§ DATASET:
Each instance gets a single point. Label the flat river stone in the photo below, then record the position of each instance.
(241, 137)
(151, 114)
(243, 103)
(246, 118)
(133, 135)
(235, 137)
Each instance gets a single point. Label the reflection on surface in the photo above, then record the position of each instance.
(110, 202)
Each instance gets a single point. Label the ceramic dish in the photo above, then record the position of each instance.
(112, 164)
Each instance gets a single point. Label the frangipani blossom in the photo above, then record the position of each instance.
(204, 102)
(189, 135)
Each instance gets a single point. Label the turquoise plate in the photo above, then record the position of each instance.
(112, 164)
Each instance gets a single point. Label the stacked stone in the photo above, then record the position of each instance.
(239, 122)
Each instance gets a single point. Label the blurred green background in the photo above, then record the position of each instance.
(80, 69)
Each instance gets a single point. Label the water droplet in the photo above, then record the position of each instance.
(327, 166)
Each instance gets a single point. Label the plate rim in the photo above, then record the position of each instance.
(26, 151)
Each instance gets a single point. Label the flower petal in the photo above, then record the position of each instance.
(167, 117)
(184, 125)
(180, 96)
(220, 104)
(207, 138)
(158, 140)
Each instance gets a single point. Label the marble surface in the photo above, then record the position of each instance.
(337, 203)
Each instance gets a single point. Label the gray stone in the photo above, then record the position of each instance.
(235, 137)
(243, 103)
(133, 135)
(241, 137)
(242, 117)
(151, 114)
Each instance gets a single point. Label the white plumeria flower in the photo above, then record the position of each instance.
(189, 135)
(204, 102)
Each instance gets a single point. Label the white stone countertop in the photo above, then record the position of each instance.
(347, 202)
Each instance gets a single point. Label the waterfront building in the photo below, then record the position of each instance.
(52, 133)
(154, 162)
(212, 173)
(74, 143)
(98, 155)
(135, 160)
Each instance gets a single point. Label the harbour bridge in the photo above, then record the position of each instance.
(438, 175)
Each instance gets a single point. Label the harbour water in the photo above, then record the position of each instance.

§ SHORT PROBLEM: Turn every line of the rows above into a Markdown table with two columns, Index and Line. Number the lines in order and leave out any blank ones.

§ WORKED SOLUTION:
| Index | Line |
|---|---|
| 1 | Each instance gets a single point. Label the flat river stone in the photo below, then record the position of each instance. |
| 2 | (241, 137) |
| 3 | (151, 114) |
| 4 | (243, 103) |
| 5 | (246, 118) |
| 6 | (133, 135) |
| 7 | (235, 137) |
| 8 | Each instance gets a single point. Label the reflection on surface in the photo above, then record the position of each instance. |
| 9 | (110, 202) |
| 10 | Each instance gets a single point. Label the ceramic dish in the photo above, then record the position of each instance. |
| 11 | (112, 164) |
| 12 | Each instance gets a single point. Label the frangipani blossom in the photo above, then record the position of each instance. |
| 13 | (204, 102) |
| 14 | (189, 135) |
| 15 | Each instance gets a single point. Label the turquoise plate in the photo above, then record the position of each instance. |
| 16 | (112, 164) |
| 17 | Each instance gets a single point. Label the stacked stone in the photo above, then record the position of each instance. |
| 18 | (239, 122) |
| 19 | Each instance gets a single point. Label the blurred green background in the photo above, then record the position of each instance. |
| 20 | (80, 69) |
| 21 | Each instance gets a single point. Label the water droplet in the photo above, then record the position of each instance. |
| 22 | (327, 166) |
| 23 | Each instance gets a single point. Label the plate rim in the photo above, then record the position of each instance. |
| 24 | (26, 151) |
| 25 | Each instance gets a single point. Label the flower petal in the photo above, then record the position of each instance. |
| 26 | (167, 117) |
| 27 | (184, 125) |
| 28 | (180, 96) |
| 29 | (220, 104) |
| 30 | (207, 138) |
| 31 | (158, 140) |
| 32 | Each instance gets a single point. Label the marble surface in the photo above, then record the position of each instance. |
| 33 | (337, 203) |
| 34 | Each instance gets a single point. Label the gray stone in the photo above, then record the position of each instance. |
| 35 | (235, 137) |
| 36 | (243, 103) |
| 37 | (133, 135) |
| 38 | (241, 137) |
| 39 | (242, 117) |
| 40 | (151, 114) |
| 41 | Each instance gets a single point. Label the white plumeria flower in the photo above, then record the position of each instance. |
| 42 | (189, 135) |
| 43 | (204, 102) |
| 44 | Each instance gets a single point. Label the white stone countertop in the photo above, then record the position of each instance. |
| 45 | (347, 202) |
| 46 | Each instance gets a single point. Label the waterfront building in the photo below, then record the position of each instance. |
| 47 | (52, 133) |
| 48 | (154, 162) |
| 49 | (212, 173) |
| 50 | (74, 143) |
| 51 | (98, 155) |
| 52 | (135, 160) |
| 53 | Each instance gets a single point. Label the harbour bridge in the photo above, then record the position of each instance. |
| 54 | (438, 175) |
| 55 | Each instance gets a single point. Label the harbour water in the photo above, then record the position of each instance. |